Your task -
Show every line of the stored records that contains the string "pixels", matching case exactly.

Stored records -

>>>>

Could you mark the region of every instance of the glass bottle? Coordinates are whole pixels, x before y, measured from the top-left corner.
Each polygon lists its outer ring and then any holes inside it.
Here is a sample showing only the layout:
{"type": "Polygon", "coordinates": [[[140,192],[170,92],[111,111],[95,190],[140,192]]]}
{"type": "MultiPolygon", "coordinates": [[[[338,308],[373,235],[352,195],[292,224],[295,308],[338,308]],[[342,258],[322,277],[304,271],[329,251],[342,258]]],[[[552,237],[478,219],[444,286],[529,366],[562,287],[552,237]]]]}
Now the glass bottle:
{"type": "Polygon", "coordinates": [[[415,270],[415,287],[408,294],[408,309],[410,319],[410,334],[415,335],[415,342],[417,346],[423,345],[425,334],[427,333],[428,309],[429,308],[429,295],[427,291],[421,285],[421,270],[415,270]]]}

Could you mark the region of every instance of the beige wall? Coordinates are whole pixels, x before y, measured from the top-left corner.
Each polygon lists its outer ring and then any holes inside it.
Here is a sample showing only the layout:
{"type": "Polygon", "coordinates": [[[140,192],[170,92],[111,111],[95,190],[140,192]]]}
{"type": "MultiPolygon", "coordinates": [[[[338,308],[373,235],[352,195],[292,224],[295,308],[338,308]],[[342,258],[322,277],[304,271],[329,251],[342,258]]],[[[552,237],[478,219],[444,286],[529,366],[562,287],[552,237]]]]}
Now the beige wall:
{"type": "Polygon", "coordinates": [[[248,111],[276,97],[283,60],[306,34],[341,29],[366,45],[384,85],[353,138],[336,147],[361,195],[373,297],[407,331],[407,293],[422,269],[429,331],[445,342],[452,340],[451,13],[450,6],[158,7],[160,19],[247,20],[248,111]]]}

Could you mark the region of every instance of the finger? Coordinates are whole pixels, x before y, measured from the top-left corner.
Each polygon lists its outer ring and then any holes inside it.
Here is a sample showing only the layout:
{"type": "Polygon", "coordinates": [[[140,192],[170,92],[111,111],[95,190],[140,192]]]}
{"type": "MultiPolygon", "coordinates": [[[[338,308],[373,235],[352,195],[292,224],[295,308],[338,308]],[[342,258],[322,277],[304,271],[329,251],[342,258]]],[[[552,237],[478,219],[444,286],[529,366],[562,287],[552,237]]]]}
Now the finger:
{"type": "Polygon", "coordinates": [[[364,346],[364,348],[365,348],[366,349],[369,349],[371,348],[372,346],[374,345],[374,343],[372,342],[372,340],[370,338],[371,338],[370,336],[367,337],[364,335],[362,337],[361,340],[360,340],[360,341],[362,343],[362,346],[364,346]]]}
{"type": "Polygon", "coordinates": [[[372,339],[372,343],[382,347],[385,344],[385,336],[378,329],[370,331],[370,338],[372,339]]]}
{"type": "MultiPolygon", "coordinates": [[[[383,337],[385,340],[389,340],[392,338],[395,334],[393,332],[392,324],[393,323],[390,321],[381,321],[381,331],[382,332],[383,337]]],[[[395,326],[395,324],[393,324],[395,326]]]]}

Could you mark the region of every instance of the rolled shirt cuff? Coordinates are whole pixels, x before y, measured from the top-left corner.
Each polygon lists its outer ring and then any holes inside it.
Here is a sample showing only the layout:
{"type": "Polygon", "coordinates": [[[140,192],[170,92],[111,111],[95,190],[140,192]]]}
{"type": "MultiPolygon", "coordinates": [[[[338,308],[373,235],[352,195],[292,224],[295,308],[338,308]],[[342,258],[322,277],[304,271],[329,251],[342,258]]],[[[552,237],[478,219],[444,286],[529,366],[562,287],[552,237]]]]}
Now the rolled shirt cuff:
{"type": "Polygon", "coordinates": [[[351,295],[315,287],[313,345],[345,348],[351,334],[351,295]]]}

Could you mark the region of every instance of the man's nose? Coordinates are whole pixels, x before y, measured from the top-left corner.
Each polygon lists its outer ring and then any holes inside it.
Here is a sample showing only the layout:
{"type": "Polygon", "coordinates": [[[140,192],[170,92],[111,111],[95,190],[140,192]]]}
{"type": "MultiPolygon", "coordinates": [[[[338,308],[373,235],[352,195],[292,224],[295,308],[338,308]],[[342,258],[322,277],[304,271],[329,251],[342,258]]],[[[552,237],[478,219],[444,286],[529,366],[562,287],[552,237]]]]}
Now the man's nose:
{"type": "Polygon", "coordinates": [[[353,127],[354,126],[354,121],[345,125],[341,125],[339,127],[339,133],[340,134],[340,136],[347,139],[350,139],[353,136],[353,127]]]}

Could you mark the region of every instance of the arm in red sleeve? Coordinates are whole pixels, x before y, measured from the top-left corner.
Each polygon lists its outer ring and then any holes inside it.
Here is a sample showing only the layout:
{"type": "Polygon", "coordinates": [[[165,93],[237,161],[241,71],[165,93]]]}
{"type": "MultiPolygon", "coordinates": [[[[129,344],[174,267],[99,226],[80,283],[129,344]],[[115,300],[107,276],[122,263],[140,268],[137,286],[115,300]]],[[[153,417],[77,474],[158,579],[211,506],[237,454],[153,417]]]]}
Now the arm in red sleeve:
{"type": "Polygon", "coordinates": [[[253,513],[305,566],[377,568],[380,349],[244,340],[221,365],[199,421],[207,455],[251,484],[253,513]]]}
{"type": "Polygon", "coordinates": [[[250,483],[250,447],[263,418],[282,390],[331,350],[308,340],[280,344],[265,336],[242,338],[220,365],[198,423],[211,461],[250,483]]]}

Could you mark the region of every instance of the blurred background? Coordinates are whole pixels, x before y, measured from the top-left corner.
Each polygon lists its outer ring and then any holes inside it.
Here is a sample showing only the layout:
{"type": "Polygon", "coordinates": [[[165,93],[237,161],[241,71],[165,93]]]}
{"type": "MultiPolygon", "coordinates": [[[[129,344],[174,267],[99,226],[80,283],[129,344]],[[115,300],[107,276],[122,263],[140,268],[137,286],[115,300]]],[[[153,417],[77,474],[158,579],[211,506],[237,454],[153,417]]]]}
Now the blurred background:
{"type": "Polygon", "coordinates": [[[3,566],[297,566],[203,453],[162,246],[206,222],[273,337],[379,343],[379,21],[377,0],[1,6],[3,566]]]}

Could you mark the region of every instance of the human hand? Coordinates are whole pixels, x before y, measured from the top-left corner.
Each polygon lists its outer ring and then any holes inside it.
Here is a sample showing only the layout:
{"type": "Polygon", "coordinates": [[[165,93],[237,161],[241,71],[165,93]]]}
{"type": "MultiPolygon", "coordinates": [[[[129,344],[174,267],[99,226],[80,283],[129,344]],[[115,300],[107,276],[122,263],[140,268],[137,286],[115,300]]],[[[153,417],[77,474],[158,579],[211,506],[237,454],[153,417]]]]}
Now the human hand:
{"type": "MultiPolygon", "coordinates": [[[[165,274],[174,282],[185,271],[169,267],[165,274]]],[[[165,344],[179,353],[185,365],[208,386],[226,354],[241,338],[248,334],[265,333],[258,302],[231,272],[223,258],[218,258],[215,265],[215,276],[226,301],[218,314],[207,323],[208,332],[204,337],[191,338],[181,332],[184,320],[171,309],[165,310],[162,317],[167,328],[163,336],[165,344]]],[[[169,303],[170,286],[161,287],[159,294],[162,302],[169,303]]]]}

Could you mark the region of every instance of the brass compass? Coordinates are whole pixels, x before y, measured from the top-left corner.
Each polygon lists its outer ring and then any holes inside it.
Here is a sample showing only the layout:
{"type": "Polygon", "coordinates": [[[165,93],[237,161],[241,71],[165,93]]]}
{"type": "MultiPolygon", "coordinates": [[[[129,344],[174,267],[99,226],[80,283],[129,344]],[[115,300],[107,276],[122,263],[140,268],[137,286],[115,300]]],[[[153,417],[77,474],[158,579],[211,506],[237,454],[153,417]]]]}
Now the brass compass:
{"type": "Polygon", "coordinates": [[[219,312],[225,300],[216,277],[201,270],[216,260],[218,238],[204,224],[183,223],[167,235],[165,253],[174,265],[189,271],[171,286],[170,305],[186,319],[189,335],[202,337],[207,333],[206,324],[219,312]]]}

<<<<

Result below -
Could you mark the region of every instance of the glass bottle? Coordinates are whole pixels, x before y, measured from the top-left corner.
Could you mark the region of every instance of the beige wall? Coordinates are whole pixels, x before y, measured from the top-left corner.
Could you mark the region of every instance of the finger? Coordinates are whole pixels, x before y, measured from the top-left corner.
Could you mark the region of every instance of the rolled shirt cuff? Coordinates are whole pixels, x before y, measured from the top-left corner.
Could you mark the region of every instance of the man's nose? Coordinates are whole pixels, x before y, measured from the top-left corner.
Could you mark the region of every instance of the arm in red sleeve? Coordinates are whole pixels, x before y, measured from the top-left corner.
Could you mark the region of every instance of the blurred background? Coordinates are whole pixels, x before y, measured from the top-left corner.
Could you mark the region of every instance of the human hand? Coordinates are whole pixels, x before y, measured from the top-left corner.
Could you mark the region of every instance of the brass compass? Coordinates are whole pixels, x before y, measured from the top-left corner.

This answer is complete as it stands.